Exactly reproduce the line containing "of the lamp" together with every line after it, through the end of the entries, and give nothing more.

"""

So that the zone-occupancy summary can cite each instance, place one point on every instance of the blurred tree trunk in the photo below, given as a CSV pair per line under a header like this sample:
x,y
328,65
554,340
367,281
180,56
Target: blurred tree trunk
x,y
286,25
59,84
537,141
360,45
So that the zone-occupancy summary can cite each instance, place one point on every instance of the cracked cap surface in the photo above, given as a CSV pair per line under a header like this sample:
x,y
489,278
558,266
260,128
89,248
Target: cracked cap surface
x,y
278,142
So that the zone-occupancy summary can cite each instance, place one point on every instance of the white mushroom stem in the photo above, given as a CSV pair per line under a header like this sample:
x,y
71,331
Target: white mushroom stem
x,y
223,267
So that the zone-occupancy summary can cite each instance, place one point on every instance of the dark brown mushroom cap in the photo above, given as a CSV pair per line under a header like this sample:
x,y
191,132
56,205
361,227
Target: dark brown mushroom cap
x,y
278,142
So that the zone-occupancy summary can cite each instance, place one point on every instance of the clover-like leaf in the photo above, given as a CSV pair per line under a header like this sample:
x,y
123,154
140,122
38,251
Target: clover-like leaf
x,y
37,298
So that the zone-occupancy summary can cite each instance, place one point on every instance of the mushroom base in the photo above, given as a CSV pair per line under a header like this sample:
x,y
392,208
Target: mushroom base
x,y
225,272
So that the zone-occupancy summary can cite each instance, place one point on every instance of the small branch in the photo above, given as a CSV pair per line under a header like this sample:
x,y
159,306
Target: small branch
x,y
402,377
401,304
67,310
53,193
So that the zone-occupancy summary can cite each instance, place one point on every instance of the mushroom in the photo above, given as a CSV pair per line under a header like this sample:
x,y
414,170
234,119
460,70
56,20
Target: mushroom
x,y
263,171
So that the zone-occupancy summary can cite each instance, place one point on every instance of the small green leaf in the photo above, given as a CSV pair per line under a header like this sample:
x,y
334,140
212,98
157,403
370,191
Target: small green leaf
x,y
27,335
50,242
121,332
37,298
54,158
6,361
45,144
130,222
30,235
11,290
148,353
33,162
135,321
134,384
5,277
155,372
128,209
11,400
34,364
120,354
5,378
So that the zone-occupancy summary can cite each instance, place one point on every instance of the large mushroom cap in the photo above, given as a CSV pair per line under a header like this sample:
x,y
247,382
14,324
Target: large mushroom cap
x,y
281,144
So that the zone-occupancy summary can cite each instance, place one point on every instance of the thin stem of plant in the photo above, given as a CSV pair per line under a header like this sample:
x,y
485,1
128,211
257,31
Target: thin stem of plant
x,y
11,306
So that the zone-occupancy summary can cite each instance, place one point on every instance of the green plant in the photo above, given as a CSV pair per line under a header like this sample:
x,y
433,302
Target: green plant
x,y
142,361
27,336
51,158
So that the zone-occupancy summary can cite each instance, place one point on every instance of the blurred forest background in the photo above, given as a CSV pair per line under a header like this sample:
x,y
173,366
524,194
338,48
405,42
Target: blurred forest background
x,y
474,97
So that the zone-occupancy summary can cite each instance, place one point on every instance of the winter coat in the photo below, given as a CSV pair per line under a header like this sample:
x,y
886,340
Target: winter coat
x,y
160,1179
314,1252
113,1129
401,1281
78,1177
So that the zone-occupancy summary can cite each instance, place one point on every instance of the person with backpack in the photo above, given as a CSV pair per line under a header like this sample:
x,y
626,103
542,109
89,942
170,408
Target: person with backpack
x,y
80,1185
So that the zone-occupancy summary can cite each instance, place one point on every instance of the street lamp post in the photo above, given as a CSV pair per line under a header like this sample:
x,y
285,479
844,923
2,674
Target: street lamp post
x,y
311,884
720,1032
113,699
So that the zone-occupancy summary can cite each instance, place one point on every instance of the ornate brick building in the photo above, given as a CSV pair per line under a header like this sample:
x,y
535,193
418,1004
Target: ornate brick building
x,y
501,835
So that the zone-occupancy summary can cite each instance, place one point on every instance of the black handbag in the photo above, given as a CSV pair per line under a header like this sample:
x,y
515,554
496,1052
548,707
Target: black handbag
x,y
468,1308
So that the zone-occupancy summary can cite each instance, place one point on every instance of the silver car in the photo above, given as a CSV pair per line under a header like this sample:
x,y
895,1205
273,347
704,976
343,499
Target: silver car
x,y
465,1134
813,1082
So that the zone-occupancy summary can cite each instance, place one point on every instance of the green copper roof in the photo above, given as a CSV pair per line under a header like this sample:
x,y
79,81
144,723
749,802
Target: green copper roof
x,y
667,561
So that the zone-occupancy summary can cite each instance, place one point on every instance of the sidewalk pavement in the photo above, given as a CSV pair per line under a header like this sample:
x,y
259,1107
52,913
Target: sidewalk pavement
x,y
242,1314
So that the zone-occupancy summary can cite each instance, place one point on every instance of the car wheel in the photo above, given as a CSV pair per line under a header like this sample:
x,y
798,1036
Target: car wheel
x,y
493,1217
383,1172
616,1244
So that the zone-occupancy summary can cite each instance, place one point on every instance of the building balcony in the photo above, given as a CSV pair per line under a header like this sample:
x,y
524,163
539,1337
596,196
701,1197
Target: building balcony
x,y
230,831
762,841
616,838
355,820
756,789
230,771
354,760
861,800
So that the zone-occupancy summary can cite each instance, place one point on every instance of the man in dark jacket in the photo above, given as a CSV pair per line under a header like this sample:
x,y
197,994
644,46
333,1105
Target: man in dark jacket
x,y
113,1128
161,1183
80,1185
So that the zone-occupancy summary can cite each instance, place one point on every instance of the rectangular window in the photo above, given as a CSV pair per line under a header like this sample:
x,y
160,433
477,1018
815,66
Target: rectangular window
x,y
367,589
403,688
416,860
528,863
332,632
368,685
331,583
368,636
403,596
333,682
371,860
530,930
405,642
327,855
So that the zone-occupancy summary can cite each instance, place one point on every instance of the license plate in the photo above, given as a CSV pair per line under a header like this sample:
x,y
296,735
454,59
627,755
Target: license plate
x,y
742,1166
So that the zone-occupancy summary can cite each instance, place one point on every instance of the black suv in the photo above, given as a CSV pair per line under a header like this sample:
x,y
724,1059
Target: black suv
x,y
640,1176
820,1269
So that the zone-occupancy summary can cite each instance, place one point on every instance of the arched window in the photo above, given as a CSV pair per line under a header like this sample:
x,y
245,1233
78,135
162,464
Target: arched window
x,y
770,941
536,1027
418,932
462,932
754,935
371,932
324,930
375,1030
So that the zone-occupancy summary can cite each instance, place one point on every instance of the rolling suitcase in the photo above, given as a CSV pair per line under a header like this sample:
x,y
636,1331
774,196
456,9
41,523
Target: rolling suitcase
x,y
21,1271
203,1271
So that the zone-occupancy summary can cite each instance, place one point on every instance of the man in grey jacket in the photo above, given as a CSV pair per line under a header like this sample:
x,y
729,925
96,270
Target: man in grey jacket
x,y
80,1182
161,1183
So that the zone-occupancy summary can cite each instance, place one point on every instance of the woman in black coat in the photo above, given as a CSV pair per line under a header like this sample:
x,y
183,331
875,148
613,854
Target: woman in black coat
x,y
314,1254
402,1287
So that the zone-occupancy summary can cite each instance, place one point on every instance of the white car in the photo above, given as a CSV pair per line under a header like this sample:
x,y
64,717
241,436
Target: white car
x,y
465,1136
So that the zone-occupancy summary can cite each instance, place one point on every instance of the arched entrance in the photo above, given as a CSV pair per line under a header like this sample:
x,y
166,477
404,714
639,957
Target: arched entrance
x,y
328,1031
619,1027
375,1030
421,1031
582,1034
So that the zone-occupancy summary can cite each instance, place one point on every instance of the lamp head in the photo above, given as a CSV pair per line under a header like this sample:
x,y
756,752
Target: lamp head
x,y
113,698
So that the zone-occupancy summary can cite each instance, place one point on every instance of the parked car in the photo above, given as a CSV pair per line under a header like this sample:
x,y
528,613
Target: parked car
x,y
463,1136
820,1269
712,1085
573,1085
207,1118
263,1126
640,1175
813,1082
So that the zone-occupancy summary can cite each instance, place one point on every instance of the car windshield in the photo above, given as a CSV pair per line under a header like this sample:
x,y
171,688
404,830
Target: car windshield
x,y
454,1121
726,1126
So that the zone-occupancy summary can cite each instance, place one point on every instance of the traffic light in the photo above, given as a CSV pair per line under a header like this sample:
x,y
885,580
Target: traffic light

"""

◆ **RESPONSE TO THE TASK**:
So that the zone-occupancy summary can cite each instance, place one point on every instance of the lamp head in the photo above, given as a CSV pair per line under a header like this sample:
x,y
756,752
Target: lamp head
x,y
113,698
So that the zone-occupancy summary can cite each instance, place one point on every instance of the parked car in the photo above, given as a CSV pair per line under a header like this sample:
x,y
528,613
Target: parked car
x,y
463,1136
820,1269
712,1085
573,1085
207,1118
263,1126
640,1175
813,1082
So that the zone-occupancy summary can cite each instance, place one point on every instance of the car windshield in the photo above, given as a CSV pair per line under a header like this sample:
x,y
171,688
404,830
Target: car windshield
x,y
454,1121
726,1126
So that the zone-occupancy summary can cite each instance, place one point on every instance of the traffic light in the photo above, given as a CSV pair per line under a header like this sample:
x,y
885,580
Target: traffic light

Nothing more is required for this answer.